I will write a script or something to fix it for me, and then we will move on. When you see these oddball problems, that's a good chunk of our job. What happened this time was that I had to go figure out something new. It gets easier with a lot of AI if they've seen much of the data. Unless you're talking about the size of exceeding if you're pulling in all the clusters from exceeding, you could probably get a good idea of what use cases are for generating problems.
Forrest Burt:
To touch on what I said earlier, one of the biggest things about this is that I don't think any unified HPC data sets could be looked at, but I have attempted to aggregate data of this nature. Jonathan touches on cluster performance. That'd be a huge effort to get that from many different sites. Much tends to be a problem with new things and machine learning. The lack of data would prohibit that development for the moment because there needs to be a unified way to get all of the exceeding to put their logs into one thing, for example. Whether that's even possible is another question entirely.
Zane Hamilton:
Sure. We've had Alan join. Thank you, Alan.
Alan Sill:
Hey Folks.
Zane Hamilton:
Short notice, pop in. Appreciate it.
Alan Sill:
Guys doing a good, so don't take any criticism from my previous comments.
Zane Hamilton:
You've been posting many comments, and it's an interesting segue. You have a great story, and you're doing something we weren't thinking of or looking at. If you don't mind, elaborate on what you are doing.
Precursors to AI [00:40:25]
Alan Sill:
First, I'll go back and reinforce the point made earlier by someone else in the chat that reminded me of when we were building the databases for the first distributed computing at CDF in the early days of the grid. We had that database administrator say, keep your freaking monitoring off my machine. I will tell you when it's working right. I fully endorse that point of view if you know what your machines are doing. This is the modern day and age. You're, we're spinning off clusters as cloud jobs. We have to have automated systems to keep track of them. We've been working on what I call precursors to AI. There's a lot of discussion about AI in the data center. You can understand the marketing motivation for this language.

> **Direction 1**:
In the discussion about AI and computing clusters, what did the database administrator at CDF tell the team to keep off the machine?
> **Direction 2**:
Continue the discussion about AI and computing clusters from the point where it ends.

> **Given records**:
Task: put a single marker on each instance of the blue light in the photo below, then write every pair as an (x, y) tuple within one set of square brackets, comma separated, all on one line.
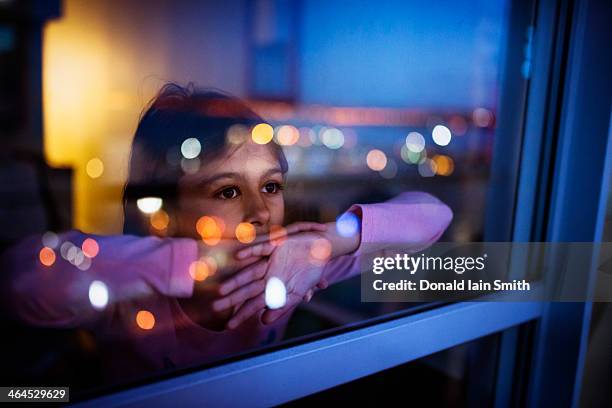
[(347, 225)]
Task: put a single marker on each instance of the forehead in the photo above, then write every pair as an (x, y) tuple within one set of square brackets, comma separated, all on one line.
[(247, 159)]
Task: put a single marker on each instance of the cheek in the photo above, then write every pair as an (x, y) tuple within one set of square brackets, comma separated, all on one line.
[(277, 210)]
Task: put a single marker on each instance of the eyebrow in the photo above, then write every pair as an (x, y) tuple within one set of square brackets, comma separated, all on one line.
[(229, 175)]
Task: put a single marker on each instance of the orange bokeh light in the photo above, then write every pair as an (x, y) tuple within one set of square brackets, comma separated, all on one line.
[(90, 248), (245, 232), (47, 256), (145, 320), (199, 270), (210, 229)]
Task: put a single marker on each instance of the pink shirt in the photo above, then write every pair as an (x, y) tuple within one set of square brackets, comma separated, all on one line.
[(150, 273)]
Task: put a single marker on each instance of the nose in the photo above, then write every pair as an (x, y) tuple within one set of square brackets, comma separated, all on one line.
[(256, 211)]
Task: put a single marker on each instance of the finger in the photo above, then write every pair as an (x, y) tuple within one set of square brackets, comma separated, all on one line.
[(249, 309), (270, 316), (305, 226), (245, 276), (263, 249), (239, 296)]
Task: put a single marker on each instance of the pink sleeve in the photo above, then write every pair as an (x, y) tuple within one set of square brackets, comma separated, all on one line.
[(129, 267), (413, 219)]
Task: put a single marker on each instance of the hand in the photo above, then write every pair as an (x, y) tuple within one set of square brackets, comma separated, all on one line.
[(298, 262)]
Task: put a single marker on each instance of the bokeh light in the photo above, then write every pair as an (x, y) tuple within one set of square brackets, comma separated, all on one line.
[(262, 133), (98, 294), (191, 148), (444, 164), (160, 220), (90, 247), (145, 319), (199, 270), (332, 138), (50, 239), (441, 135), (347, 225), (149, 205), (482, 117), (210, 229), (237, 134), (94, 167), (376, 159), (46, 256), (415, 142), (245, 232), (275, 293), (287, 135)]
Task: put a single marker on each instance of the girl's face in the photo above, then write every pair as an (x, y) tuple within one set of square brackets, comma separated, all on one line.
[(242, 185)]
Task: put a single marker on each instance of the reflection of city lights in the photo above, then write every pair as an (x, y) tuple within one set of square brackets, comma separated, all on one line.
[(262, 133), (332, 138), (50, 239), (199, 270), (287, 135), (98, 295), (237, 134), (145, 320), (276, 293), (210, 229), (347, 225), (376, 159), (427, 168), (411, 157), (441, 135), (245, 232), (90, 248), (482, 117), (415, 142), (320, 249), (191, 148), (149, 205), (390, 169), (444, 165), (160, 220), (46, 256), (94, 168)]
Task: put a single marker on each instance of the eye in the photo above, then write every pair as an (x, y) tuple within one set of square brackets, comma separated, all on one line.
[(228, 193), (272, 187)]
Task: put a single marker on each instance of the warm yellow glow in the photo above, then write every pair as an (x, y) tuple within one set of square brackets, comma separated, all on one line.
[(145, 320), (199, 270), (210, 229), (245, 232), (47, 256), (94, 168), (376, 159), (262, 133)]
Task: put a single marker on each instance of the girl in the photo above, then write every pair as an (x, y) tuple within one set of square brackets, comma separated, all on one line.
[(198, 293)]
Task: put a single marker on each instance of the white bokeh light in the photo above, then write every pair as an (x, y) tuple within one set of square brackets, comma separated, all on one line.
[(276, 293), (415, 142), (191, 148), (347, 225), (149, 205), (441, 135), (98, 295)]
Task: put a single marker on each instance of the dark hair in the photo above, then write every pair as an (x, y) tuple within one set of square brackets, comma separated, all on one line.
[(175, 114)]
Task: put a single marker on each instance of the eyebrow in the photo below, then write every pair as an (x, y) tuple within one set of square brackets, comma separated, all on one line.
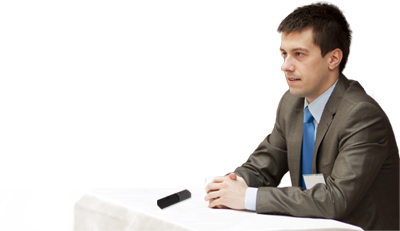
[(297, 49)]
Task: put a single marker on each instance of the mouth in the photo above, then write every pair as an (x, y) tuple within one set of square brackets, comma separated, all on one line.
[(291, 80)]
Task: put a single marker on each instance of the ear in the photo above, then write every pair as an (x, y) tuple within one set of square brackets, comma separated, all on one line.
[(334, 59)]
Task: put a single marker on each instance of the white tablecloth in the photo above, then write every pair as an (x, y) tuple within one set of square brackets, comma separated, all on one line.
[(136, 208)]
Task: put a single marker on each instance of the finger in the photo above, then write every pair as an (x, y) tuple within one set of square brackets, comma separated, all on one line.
[(215, 203), (218, 179), (233, 176), (213, 187), (212, 195)]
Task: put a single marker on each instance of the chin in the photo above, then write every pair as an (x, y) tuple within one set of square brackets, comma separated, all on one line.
[(296, 92)]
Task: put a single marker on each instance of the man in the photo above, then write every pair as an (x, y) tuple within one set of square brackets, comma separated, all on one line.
[(326, 124)]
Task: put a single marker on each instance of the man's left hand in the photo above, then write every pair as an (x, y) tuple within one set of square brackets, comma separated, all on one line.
[(231, 192)]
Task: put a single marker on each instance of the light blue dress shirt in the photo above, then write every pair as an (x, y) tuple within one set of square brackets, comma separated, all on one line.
[(316, 108)]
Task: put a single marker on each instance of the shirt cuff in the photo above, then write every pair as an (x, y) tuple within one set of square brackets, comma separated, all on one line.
[(250, 201)]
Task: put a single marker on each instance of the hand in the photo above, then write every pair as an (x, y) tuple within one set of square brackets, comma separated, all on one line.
[(217, 180), (227, 192)]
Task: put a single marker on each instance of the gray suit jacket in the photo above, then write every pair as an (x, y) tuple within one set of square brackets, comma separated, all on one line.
[(355, 150)]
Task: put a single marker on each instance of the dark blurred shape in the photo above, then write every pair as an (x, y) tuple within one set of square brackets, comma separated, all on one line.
[(11, 66), (11, 69), (2, 164), (273, 123)]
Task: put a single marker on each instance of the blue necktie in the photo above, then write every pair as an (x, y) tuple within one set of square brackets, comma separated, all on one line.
[(308, 144)]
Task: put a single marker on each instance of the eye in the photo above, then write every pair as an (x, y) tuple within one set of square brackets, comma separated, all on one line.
[(284, 54)]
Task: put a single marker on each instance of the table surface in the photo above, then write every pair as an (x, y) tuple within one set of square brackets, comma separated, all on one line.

> **Response 1**:
Their monitoring.

> **Response 2**:
Alan Sill:
First of all, not a big believer in AI at all. I'll put my biases right on the table. I tell people that machines could be more smart. What we have is obscure scripting with undetermined failure outcomes. What we don't want in the monitoring world is any of that stuff you don't want, as John said, pretty pictures for management to click on and get bored at and never look at again. We've been working on these kinds of precursors to AI things that could be automated. You ask yourself why it hasn't been up to now. One very obvious limitation is the need for more sufficient data. As mentioned earlier, people who implement in-band monitoring quickly take it out if they're doing anything serious because they don't want it interfering with your HPC.
Alan Sill:
That automatically limits the rate you can get information, making it useless for computer science purposes. We've been examining the assumptions there. The first obvious thing was baseboard management controllers are way smarter than they used to be. I mean, there are 16 core arm systems with 16 gigabytes of memory. I mean, that's the most advanced one. The smallest ones I've seen are four cores. You get a decent amount of computing done just in the BMC. Then you examine why it is not being used. Well, IPMI sucks as a protocol, so let's not use that. The industry has been busily making that better through various open source projects to program BMCs. The standard Redfish standard from DMTF has a streaming territory feature.
Alan Sill:
Let's turn that on. All of a sudden, you're getting multiple Hertz of multiple measurements per second in a manageable way that scales to thousands and tens of thousands of notes. Now that's all in the links that I put in the chat. I'm interested in what you guys have been talking about most recently. How do we sensibly instrument the code? When we're talking about HPC, by and large, we're talking about MPI code. I mean, computing is very valuable and useful. Don't get me wrong, but how do we instrument MPI code without getting in the way of it? For that, we have to turn back to the MPI community itself and look at some of the stuff being done by AMVA pitch projects, and Livermore has this Caliper tool, but that requires instrumenting your code. We are working on some stuff, this center that I posted a link to is an industry supported center, and we have some stuff I can't talk about yet, but it is aimed at this goal of being non-intrusive and comes with the package. You can do something low quality. You can shove it in a time series database. I'll stop here because I've been talking too long.
Zane Hamilton:
You last talked a little bit ago. That's fantastic. I just remembered that I had to ask you to introduce yourselves. I know who you are. I just started talking.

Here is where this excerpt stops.